### TASK BRIEF
Update the data between the lines holding "of the pale" and "column 413, row 216", inclusive, and write out those lines again with "grassy mound" replaced by "earthen mound" and everything else unchanged.

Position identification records
+---+

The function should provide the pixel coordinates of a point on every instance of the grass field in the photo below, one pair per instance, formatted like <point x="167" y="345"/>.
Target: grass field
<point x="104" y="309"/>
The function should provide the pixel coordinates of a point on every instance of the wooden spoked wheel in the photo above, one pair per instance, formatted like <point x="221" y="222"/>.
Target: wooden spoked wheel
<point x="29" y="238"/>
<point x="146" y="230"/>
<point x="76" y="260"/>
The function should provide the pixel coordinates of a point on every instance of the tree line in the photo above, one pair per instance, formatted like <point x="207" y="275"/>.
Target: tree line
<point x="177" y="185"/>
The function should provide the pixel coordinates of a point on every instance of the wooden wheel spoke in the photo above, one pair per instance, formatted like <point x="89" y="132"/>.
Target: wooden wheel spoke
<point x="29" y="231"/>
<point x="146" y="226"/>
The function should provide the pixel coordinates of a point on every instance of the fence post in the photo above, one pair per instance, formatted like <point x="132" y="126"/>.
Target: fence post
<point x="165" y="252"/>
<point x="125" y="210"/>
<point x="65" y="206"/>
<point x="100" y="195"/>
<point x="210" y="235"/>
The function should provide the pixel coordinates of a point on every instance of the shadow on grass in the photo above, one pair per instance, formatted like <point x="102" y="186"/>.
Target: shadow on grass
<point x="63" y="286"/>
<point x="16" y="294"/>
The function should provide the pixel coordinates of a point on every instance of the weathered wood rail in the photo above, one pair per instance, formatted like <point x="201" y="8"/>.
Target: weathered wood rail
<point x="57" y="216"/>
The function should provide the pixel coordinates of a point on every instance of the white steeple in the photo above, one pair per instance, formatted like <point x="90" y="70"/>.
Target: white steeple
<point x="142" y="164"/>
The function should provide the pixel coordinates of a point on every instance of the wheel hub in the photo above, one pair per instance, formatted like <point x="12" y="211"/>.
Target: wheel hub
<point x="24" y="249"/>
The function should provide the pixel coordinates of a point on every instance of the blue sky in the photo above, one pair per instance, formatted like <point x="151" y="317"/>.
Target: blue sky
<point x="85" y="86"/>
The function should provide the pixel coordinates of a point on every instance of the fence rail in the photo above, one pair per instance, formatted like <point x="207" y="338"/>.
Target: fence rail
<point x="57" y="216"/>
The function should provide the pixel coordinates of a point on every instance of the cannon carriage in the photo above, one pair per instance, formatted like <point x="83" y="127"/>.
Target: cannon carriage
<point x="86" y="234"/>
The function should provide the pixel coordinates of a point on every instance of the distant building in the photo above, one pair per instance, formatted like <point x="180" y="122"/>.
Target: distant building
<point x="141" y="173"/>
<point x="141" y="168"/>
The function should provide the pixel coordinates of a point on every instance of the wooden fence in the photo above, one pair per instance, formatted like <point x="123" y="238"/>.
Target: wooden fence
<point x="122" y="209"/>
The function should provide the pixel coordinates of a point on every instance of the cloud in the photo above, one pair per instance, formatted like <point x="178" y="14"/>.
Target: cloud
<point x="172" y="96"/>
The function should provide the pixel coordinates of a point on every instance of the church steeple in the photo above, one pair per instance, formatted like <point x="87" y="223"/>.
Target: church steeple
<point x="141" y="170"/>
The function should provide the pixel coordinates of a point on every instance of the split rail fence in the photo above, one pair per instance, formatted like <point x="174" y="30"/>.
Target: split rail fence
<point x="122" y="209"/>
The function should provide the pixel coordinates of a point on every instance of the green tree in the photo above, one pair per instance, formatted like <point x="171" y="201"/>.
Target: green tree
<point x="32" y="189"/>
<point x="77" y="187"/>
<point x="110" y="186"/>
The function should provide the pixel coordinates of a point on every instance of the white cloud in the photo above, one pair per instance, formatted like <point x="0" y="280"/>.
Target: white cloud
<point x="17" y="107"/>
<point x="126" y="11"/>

+---+

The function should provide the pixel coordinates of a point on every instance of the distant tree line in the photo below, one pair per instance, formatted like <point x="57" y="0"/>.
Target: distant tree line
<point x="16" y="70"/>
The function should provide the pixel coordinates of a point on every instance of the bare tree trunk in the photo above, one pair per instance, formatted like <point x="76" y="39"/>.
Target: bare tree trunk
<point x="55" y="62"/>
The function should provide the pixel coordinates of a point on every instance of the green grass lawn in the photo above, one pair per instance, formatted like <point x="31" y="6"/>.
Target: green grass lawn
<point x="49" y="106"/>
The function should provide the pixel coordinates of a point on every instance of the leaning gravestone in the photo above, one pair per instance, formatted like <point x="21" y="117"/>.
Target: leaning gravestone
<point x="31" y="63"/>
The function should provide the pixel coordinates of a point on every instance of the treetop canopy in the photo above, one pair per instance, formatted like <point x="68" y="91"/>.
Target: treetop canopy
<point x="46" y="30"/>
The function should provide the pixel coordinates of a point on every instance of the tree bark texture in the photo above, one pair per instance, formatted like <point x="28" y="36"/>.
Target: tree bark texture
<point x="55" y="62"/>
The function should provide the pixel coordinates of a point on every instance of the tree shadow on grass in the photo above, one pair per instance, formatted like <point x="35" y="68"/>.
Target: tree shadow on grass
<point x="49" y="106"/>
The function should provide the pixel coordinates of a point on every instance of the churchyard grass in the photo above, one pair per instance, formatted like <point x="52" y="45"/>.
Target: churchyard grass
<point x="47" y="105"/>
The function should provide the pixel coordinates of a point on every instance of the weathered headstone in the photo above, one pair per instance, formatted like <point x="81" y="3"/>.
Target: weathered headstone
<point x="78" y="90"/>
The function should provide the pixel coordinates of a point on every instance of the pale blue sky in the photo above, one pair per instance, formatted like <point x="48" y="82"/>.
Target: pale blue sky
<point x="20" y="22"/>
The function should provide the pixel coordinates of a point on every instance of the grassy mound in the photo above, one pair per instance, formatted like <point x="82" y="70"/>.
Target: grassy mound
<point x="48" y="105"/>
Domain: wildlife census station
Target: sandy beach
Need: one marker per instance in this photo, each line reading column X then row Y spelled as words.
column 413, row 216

+---+

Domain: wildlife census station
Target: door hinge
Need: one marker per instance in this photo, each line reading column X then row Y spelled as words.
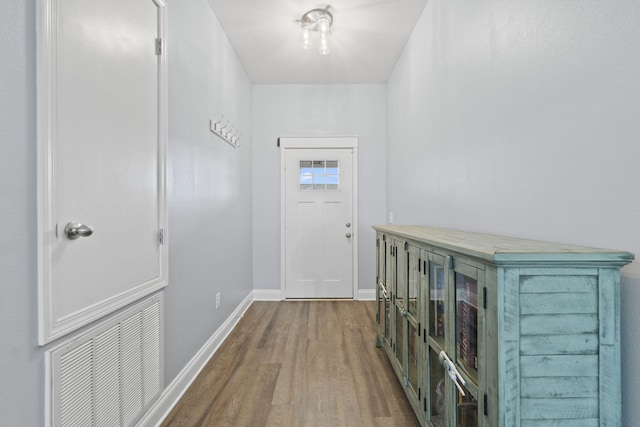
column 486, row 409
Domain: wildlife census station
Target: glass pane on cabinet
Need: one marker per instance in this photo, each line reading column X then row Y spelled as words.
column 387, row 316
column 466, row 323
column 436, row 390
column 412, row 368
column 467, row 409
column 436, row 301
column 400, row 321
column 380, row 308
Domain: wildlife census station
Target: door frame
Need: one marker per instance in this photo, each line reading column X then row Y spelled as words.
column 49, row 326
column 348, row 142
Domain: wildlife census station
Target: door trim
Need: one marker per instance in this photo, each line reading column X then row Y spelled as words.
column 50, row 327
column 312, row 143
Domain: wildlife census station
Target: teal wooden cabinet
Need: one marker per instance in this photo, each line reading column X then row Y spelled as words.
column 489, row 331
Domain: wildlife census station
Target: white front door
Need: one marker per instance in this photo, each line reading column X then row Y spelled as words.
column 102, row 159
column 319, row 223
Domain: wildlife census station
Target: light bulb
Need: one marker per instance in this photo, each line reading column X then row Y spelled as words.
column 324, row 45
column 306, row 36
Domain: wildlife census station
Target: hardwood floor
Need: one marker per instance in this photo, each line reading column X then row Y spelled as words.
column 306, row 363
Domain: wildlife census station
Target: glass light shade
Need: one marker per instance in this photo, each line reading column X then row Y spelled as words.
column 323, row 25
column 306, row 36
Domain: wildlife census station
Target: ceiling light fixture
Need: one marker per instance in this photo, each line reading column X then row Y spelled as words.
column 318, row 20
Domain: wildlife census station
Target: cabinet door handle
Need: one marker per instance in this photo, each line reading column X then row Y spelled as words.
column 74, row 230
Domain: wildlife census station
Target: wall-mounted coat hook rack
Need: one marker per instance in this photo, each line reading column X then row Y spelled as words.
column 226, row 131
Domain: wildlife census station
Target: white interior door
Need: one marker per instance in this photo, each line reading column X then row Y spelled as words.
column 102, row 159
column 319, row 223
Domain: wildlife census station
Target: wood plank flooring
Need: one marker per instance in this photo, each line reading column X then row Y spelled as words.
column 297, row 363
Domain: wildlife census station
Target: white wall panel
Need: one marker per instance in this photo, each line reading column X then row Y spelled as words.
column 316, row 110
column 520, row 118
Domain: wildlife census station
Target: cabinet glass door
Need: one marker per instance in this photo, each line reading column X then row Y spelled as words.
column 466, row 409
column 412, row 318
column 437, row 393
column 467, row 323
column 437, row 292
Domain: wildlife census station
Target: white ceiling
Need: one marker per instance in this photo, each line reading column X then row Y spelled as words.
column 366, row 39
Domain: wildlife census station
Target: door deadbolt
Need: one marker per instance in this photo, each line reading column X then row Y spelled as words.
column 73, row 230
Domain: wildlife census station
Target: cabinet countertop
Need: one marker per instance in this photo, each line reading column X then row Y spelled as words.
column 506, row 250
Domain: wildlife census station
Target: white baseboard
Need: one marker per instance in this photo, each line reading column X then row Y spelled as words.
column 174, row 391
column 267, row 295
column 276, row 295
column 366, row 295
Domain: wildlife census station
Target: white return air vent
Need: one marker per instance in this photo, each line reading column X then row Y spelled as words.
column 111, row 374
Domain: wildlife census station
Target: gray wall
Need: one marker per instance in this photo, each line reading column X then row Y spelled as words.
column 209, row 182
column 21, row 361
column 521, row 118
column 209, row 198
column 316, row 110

+---+

### EXPECTED ANSWER
The function should provide the pixel coordinates of a point on every instance of the pale blue sky in the photo above, one pair per instance, formatted like <point x="48" y="82"/>.
Target: pale blue sky
<point x="20" y="22"/>
The function should provide the pixel coordinates of a point on every instance of the earthen mound in the photo above, one pair per instance, formatted like <point x="82" y="70"/>.
Target: earthen mound
<point x="48" y="105"/>
Domain: wildlife census station
Target: sandy beach
Need: one marker per instance in this photo, each line reading column X then row Y spelled as words.
column 413, row 216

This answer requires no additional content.